### To be done
Collect every line of the data below that contains the word "tree", and copy each one as it appears.
** Start Recorded information **
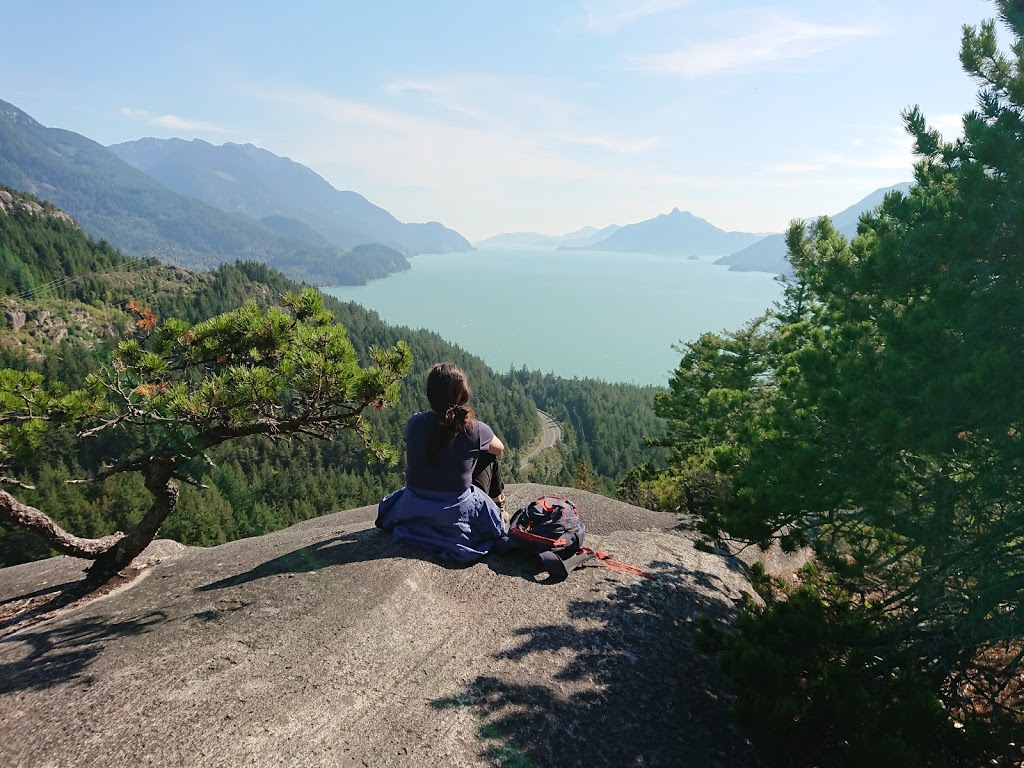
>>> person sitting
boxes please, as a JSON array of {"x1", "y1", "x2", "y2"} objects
[{"x1": 377, "y1": 362, "x2": 507, "y2": 563}]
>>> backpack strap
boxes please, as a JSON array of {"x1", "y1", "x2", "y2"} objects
[
  {"x1": 581, "y1": 547, "x2": 654, "y2": 579},
  {"x1": 509, "y1": 528, "x2": 569, "y2": 547},
  {"x1": 541, "y1": 549, "x2": 596, "y2": 581}
]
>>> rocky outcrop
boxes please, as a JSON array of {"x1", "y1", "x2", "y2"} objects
[
  {"x1": 0, "y1": 484, "x2": 759, "y2": 768},
  {"x1": 0, "y1": 189, "x2": 75, "y2": 226}
]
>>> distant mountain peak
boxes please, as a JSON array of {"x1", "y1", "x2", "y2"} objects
[{"x1": 0, "y1": 99, "x2": 42, "y2": 128}]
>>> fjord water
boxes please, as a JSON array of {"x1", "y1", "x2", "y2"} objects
[{"x1": 325, "y1": 247, "x2": 781, "y2": 386}]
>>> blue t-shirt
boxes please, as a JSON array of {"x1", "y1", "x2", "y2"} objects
[{"x1": 406, "y1": 411, "x2": 495, "y2": 494}]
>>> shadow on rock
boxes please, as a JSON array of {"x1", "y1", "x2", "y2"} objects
[
  {"x1": 198, "y1": 528, "x2": 483, "y2": 592},
  {"x1": 433, "y1": 563, "x2": 759, "y2": 768},
  {"x1": 0, "y1": 611, "x2": 167, "y2": 694}
]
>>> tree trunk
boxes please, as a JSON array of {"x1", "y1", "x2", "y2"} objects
[
  {"x1": 0, "y1": 490, "x2": 124, "y2": 560},
  {"x1": 89, "y1": 461, "x2": 179, "y2": 579}
]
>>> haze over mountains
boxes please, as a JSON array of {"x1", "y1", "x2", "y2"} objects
[
  {"x1": 0, "y1": 101, "x2": 909, "y2": 285},
  {"x1": 109, "y1": 138, "x2": 472, "y2": 255},
  {"x1": 476, "y1": 224, "x2": 622, "y2": 248},
  {"x1": 715, "y1": 181, "x2": 910, "y2": 274},
  {"x1": 477, "y1": 182, "x2": 910, "y2": 274},
  {"x1": 0, "y1": 101, "x2": 471, "y2": 285},
  {"x1": 559, "y1": 208, "x2": 764, "y2": 257}
]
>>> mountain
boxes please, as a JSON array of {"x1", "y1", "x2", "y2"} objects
[
  {"x1": 476, "y1": 224, "x2": 622, "y2": 248},
  {"x1": 715, "y1": 182, "x2": 910, "y2": 274},
  {"x1": 559, "y1": 208, "x2": 761, "y2": 257},
  {"x1": 0, "y1": 101, "x2": 409, "y2": 285},
  {"x1": 110, "y1": 138, "x2": 472, "y2": 255}
]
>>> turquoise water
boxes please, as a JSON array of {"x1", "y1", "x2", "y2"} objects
[{"x1": 325, "y1": 248, "x2": 781, "y2": 385}]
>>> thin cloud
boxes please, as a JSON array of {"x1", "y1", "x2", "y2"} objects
[
  {"x1": 627, "y1": 19, "x2": 876, "y2": 80},
  {"x1": 120, "y1": 106, "x2": 227, "y2": 133},
  {"x1": 559, "y1": 135, "x2": 662, "y2": 155},
  {"x1": 584, "y1": 0, "x2": 694, "y2": 35}
]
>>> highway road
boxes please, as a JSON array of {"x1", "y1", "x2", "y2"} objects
[{"x1": 519, "y1": 409, "x2": 562, "y2": 469}]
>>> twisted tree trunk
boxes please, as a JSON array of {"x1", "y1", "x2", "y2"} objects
[
  {"x1": 0, "y1": 490, "x2": 124, "y2": 560},
  {"x1": 89, "y1": 460, "x2": 180, "y2": 579}
]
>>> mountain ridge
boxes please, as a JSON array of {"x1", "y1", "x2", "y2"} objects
[
  {"x1": 108, "y1": 137, "x2": 472, "y2": 255},
  {"x1": 715, "y1": 181, "x2": 910, "y2": 274},
  {"x1": 559, "y1": 208, "x2": 761, "y2": 258}
]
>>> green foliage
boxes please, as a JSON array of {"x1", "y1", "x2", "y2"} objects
[{"x1": 648, "y1": 3, "x2": 1024, "y2": 765}]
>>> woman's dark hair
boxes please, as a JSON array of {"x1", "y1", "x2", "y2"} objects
[{"x1": 427, "y1": 362, "x2": 476, "y2": 462}]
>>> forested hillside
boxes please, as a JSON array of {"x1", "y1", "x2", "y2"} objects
[
  {"x1": 630, "y1": 9, "x2": 1024, "y2": 767},
  {"x1": 0, "y1": 190, "x2": 654, "y2": 564}
]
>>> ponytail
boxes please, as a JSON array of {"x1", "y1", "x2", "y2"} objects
[{"x1": 427, "y1": 362, "x2": 476, "y2": 464}]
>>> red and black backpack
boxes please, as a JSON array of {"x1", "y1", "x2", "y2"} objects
[{"x1": 509, "y1": 496, "x2": 650, "y2": 579}]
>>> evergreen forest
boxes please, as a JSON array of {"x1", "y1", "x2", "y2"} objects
[
  {"x1": 0, "y1": 0, "x2": 1024, "y2": 768},
  {"x1": 0, "y1": 187, "x2": 658, "y2": 565}
]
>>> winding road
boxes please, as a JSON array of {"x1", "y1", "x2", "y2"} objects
[{"x1": 519, "y1": 409, "x2": 562, "y2": 469}]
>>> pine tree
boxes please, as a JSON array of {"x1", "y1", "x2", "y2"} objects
[{"x1": 0, "y1": 290, "x2": 411, "y2": 577}]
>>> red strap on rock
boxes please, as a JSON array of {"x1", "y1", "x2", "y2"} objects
[{"x1": 581, "y1": 547, "x2": 654, "y2": 579}]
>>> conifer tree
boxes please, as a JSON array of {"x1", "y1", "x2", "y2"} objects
[
  {"x1": 657, "y1": 1, "x2": 1024, "y2": 764},
  {"x1": 0, "y1": 289, "x2": 411, "y2": 577}
]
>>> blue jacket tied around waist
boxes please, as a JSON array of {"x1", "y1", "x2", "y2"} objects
[{"x1": 377, "y1": 485, "x2": 506, "y2": 563}]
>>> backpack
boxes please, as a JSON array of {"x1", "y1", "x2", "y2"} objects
[{"x1": 509, "y1": 496, "x2": 652, "y2": 580}]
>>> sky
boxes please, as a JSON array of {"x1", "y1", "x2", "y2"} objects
[{"x1": 0, "y1": 0, "x2": 995, "y2": 241}]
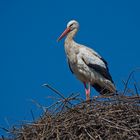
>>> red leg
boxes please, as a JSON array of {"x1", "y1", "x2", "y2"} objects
[{"x1": 84, "y1": 82, "x2": 90, "y2": 101}]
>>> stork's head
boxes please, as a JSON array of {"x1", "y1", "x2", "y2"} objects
[{"x1": 57, "y1": 20, "x2": 79, "y2": 41}]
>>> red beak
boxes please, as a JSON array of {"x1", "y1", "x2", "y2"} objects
[{"x1": 57, "y1": 27, "x2": 70, "y2": 41}]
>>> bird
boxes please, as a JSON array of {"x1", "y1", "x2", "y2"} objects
[{"x1": 57, "y1": 20, "x2": 116, "y2": 101}]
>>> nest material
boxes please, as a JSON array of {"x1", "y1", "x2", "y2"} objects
[{"x1": 11, "y1": 95, "x2": 140, "y2": 140}]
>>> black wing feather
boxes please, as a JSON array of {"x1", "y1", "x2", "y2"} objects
[
  {"x1": 88, "y1": 63, "x2": 113, "y2": 83},
  {"x1": 67, "y1": 59, "x2": 73, "y2": 74}
]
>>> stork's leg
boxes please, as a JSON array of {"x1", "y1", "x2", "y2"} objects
[{"x1": 84, "y1": 82, "x2": 90, "y2": 101}]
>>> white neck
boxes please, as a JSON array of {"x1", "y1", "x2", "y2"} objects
[{"x1": 65, "y1": 29, "x2": 78, "y2": 41}]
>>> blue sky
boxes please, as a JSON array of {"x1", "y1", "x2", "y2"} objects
[{"x1": 0, "y1": 0, "x2": 140, "y2": 136}]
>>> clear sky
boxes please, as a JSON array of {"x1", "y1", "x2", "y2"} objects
[{"x1": 0, "y1": 0, "x2": 140, "y2": 136}]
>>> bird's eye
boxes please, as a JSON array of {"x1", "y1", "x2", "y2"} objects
[{"x1": 69, "y1": 23, "x2": 73, "y2": 27}]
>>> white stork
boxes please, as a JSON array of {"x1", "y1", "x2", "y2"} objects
[{"x1": 58, "y1": 20, "x2": 116, "y2": 100}]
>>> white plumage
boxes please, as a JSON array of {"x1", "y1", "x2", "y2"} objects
[{"x1": 58, "y1": 20, "x2": 116, "y2": 100}]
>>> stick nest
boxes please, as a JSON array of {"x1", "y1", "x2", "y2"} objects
[{"x1": 11, "y1": 95, "x2": 140, "y2": 140}]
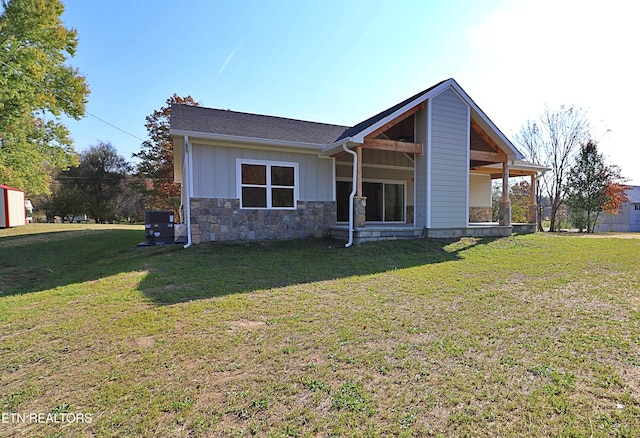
** End Recorded information **
### Solved exercise
>>> tree trunk
>>> twisted tree trunk
>>> pine tree
>>> conifer tree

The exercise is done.